Records provided —
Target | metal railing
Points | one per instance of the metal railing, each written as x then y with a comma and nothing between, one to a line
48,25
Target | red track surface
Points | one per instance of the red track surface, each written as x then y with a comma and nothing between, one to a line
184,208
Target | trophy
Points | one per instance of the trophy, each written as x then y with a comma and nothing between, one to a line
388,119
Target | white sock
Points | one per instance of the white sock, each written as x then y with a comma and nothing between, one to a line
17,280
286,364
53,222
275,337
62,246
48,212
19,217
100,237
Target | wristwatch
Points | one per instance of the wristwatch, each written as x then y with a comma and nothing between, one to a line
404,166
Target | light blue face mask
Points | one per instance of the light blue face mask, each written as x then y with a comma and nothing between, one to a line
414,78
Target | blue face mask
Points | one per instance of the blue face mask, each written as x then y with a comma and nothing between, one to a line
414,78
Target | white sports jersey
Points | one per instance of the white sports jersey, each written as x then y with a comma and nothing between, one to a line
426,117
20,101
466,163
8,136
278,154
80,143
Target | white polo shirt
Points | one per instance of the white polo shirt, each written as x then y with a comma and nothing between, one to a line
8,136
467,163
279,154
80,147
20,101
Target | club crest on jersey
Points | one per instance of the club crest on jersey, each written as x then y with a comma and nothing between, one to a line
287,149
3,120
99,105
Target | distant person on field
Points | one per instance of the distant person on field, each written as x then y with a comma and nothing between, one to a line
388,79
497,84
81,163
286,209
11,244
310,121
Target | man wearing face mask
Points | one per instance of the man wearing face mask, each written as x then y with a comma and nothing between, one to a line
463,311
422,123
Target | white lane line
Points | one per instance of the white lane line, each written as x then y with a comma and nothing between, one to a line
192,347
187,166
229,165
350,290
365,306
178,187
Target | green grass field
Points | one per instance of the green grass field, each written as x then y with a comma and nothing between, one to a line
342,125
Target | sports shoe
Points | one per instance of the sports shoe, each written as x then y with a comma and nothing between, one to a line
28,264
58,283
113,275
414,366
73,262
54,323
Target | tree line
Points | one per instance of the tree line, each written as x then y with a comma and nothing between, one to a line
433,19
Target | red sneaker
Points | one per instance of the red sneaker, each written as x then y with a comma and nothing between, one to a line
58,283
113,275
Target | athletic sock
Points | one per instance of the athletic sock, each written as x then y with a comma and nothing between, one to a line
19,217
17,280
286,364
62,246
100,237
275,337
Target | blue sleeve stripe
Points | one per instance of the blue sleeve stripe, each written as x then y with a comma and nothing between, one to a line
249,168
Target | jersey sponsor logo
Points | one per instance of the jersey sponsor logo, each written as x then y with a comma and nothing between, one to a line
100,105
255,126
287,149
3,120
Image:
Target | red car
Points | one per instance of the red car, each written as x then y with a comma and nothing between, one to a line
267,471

What to produce —
Rewrite all the rows above, replacing each occurrence of "one to a line" with "one per line" and leaving everything else unchanged.

Exercise response —
Target | metal railing
Points | one per instance of the metal railing, each written as x then y with a comma and nothing between, one per line
48,25
Target | red track surface
Points | one per instance of the red track surface, each written as x then y with a comma and nothing between, one per line
184,208
Target | trophy
Points | one per instance of the trophy, each written as x then y with a comma and nothing between, one per line
388,119
Target | white sock
Points | one per instance of the white sock, each written as x then y with a comma and nothing between, one per line
17,280
286,364
53,222
275,337
62,246
48,212
19,217
100,237
Target | wristwatch
Points | one per instance of the wristwatch, each written as x then y with a comma and nothing between, one per line
404,166
Target | light blue face mask
Points | one per instance of the light blue face mask, each written as x then y with a comma and nothing between, one per line
414,78
Target | blue face mask
Points | one per instance of the blue face mask, each written as x then y with a comma and nothing between, one per line
414,78
Target | white sports jersey
Points | one per instance of the white sports jersey, each written as x then y with a comma and nothing between, one per line
426,117
20,101
466,163
8,136
278,154
80,143
Target | white polo shirt
Points | one per instance of the white polo shirt, each written as x then y with a comma and nothing between, one per line
8,136
467,163
279,154
80,147
20,101
Target | club crest on jersey
Points | one per instance of the club crest on jersey, each written as x then y with a comma and nothing between, one per line
287,149
3,120
99,105
Target | distant person on field
Points | one per instance of the distant person on field, each written as x then y with a comma and nothing between, one per line
388,79
497,84
81,163
286,209
11,244
310,121
Target | man wearing face mask
Points | one per instance of the man wearing face mask, each written as x then y with a comma and nothing between, one per line
463,311
422,123
Target | white lane line
Points | one per instance of the white lane line, each written as x then y with a comma and nothing between, one per line
192,347
187,166
229,165
350,290
365,306
178,187
Target | green grass field
Points | one per instance of the green grass field, each written as x then y with a comma and nothing between, one per line
342,125
Target | sports shoe
Points | one per instance of the sports shoe, each written as x then y with a comma and nothing between, one per line
28,264
58,283
113,275
414,366
73,262
54,323
Target | tree line
Points | one per instance of the tree line, each written as x then y with a comma and nothing between, one per line
433,19
Target | red sneaker
Points | one per instance of the red sneaker, each written as x then y with a comma and nothing between, one per line
58,283
113,275
Target | athletic sock
Points | one per instance of the athletic sock, each written as x then y with a comma and nothing between, one per line
19,217
17,280
286,364
62,246
100,237
275,337
Target | blue sleeve stripe
Points | one per instance of the blue sleeve stripe, each written as x then y with a comma and nothing between, one per line
249,168
Target | jersey sponsor logo
Points | one per instance of the jersey sponsor logo, each written as x then y with a comma and nothing between, one per line
100,105
255,126
287,149
3,120
Image:
Target | red car
Points | one per instance of the red car, each written as x then y with a comma and nothing between, one per line
267,471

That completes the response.